=== TASK INSTRUCTIONS ===
Locate every line in the records that contains the word "metal" and copy each one, treating uppercase and lowercase as different.

=== GIVEN DATA ===
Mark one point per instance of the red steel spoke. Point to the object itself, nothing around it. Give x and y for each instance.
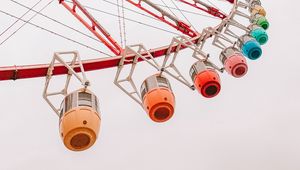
(204, 7)
(40, 70)
(173, 21)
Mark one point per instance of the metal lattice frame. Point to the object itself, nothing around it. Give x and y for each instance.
(31, 71)
(72, 69)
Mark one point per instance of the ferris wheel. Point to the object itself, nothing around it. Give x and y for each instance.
(238, 37)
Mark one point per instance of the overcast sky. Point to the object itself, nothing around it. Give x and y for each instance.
(252, 125)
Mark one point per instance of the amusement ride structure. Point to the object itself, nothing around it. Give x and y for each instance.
(79, 115)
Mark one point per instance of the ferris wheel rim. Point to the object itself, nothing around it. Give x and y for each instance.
(40, 70)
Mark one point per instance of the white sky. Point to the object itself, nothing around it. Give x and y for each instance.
(252, 124)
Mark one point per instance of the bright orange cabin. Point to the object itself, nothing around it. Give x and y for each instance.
(158, 98)
(206, 79)
(79, 120)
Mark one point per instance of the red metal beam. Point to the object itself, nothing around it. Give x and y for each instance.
(173, 21)
(93, 26)
(40, 70)
(206, 8)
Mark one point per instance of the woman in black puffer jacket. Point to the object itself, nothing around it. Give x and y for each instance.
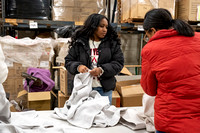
(96, 46)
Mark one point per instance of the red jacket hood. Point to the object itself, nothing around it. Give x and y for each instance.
(163, 33)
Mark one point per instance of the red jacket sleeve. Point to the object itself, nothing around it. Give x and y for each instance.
(148, 78)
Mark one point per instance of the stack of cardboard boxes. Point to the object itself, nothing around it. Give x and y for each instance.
(137, 9)
(76, 10)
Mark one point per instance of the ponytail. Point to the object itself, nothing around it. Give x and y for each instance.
(182, 28)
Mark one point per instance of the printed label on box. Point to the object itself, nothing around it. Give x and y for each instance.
(44, 63)
(198, 13)
(9, 63)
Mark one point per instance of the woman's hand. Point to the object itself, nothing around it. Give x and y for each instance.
(96, 71)
(82, 69)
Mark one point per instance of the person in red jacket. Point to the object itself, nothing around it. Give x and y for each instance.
(171, 72)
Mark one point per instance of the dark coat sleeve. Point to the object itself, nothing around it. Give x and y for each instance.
(117, 62)
(71, 60)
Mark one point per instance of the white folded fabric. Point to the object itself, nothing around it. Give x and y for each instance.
(86, 107)
(140, 119)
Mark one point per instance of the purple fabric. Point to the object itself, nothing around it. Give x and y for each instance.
(44, 76)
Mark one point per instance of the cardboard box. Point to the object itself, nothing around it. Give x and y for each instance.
(37, 100)
(62, 13)
(115, 99)
(187, 9)
(137, 9)
(131, 93)
(61, 99)
(63, 79)
(63, 2)
(126, 71)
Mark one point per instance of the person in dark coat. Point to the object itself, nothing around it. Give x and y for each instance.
(96, 47)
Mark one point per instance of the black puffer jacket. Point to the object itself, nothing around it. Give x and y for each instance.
(110, 59)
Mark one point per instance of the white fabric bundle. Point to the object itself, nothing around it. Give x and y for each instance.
(86, 107)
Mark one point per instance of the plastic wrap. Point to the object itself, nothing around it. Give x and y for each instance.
(29, 52)
(77, 10)
(138, 8)
(28, 9)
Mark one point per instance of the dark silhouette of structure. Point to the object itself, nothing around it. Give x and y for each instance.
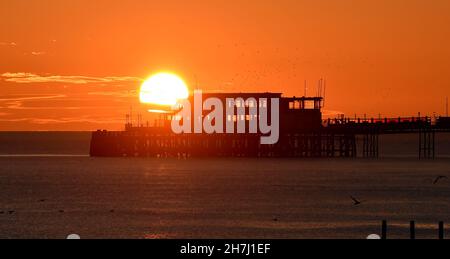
(303, 133)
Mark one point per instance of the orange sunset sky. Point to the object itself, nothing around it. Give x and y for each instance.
(78, 64)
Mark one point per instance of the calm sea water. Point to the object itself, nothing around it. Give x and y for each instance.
(46, 195)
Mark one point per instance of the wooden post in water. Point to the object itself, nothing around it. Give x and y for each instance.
(384, 229)
(412, 228)
(441, 230)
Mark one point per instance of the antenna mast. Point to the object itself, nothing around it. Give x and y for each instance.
(305, 89)
(446, 106)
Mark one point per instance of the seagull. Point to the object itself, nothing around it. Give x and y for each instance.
(440, 177)
(355, 201)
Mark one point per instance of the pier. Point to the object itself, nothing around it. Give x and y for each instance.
(303, 133)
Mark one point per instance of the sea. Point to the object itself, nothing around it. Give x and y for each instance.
(50, 188)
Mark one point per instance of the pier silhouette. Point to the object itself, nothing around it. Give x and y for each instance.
(303, 133)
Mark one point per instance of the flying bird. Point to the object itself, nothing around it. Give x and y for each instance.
(356, 202)
(440, 177)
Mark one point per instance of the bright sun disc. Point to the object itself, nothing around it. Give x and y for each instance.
(163, 89)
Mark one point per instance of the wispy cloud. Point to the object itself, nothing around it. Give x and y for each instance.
(26, 78)
(27, 98)
(37, 53)
(10, 44)
(65, 120)
(121, 94)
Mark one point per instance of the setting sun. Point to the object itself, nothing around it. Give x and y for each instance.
(163, 89)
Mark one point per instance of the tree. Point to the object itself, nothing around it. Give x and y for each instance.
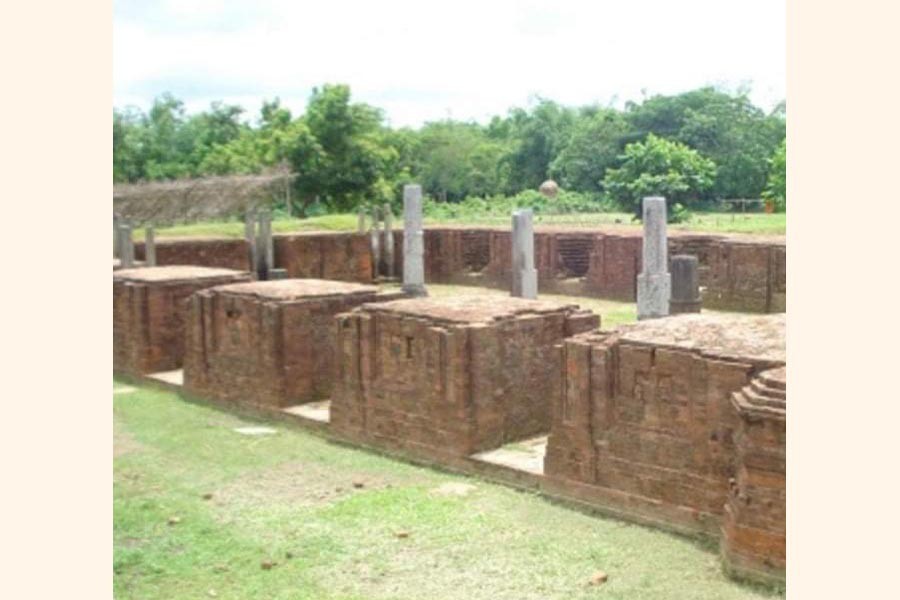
(343, 159)
(776, 186)
(738, 136)
(596, 143)
(659, 167)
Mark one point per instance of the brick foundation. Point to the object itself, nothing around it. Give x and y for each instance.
(267, 343)
(446, 377)
(149, 310)
(647, 425)
(753, 531)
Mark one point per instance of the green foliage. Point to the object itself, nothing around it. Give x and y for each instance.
(474, 207)
(659, 167)
(344, 156)
(776, 186)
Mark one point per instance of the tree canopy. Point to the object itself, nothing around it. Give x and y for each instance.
(692, 147)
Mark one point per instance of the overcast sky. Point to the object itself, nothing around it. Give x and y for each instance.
(424, 60)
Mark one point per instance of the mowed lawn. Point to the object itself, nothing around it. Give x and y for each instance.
(751, 223)
(202, 511)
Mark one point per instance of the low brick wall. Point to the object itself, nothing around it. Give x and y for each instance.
(219, 252)
(646, 425)
(446, 377)
(149, 313)
(268, 343)
(736, 274)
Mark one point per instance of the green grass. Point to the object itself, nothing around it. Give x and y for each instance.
(751, 223)
(290, 498)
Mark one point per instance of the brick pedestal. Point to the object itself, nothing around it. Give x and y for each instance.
(149, 306)
(446, 377)
(646, 424)
(267, 343)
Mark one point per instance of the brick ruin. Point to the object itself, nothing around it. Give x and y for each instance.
(149, 313)
(444, 378)
(736, 273)
(676, 422)
(267, 343)
(669, 421)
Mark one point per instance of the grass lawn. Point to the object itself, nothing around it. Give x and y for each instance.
(752, 223)
(200, 509)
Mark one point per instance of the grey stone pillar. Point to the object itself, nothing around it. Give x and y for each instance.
(265, 248)
(685, 285)
(413, 242)
(361, 220)
(375, 242)
(126, 247)
(149, 247)
(388, 239)
(117, 223)
(524, 275)
(250, 237)
(654, 282)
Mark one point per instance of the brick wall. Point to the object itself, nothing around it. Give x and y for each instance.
(646, 423)
(149, 313)
(446, 377)
(269, 343)
(220, 253)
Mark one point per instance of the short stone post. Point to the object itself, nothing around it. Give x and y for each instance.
(388, 239)
(126, 247)
(265, 248)
(654, 282)
(149, 247)
(117, 223)
(413, 242)
(524, 275)
(685, 285)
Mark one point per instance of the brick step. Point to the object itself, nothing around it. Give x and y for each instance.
(760, 387)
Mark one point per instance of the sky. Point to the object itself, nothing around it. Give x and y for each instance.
(423, 61)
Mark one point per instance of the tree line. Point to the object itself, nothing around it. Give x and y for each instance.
(693, 148)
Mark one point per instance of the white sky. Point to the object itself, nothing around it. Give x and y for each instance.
(425, 60)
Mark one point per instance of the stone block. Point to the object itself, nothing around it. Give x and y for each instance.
(149, 311)
(267, 343)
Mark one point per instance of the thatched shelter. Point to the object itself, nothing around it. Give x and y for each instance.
(201, 199)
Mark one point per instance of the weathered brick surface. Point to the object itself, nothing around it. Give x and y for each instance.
(646, 424)
(333, 256)
(753, 531)
(446, 377)
(735, 274)
(149, 310)
(220, 253)
(267, 343)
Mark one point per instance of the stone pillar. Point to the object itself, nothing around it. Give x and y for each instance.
(388, 239)
(685, 285)
(117, 223)
(126, 247)
(250, 236)
(374, 240)
(150, 247)
(413, 242)
(524, 275)
(264, 245)
(654, 282)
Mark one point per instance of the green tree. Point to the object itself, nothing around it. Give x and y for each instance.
(597, 140)
(659, 167)
(776, 186)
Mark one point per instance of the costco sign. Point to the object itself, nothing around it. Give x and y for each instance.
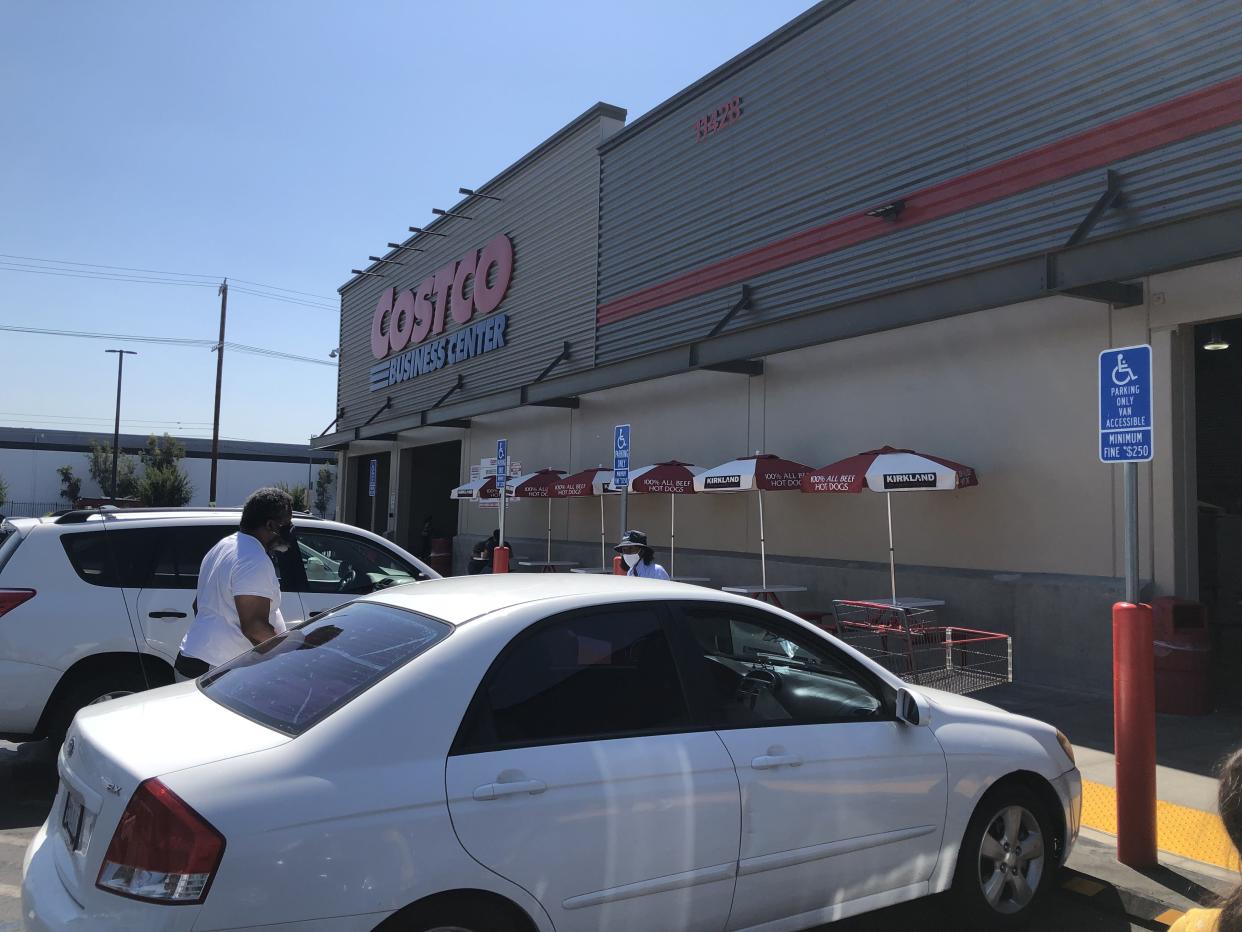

=== SOLUTION BELOW ===
Mark one point per instance of the metal lattice frame. Point to the object itself, nothing around it. Give x and y for each instance.
Mark one point per instance of the red metal beam. Point to the object itself, nothing around it. Give x and y for each instance.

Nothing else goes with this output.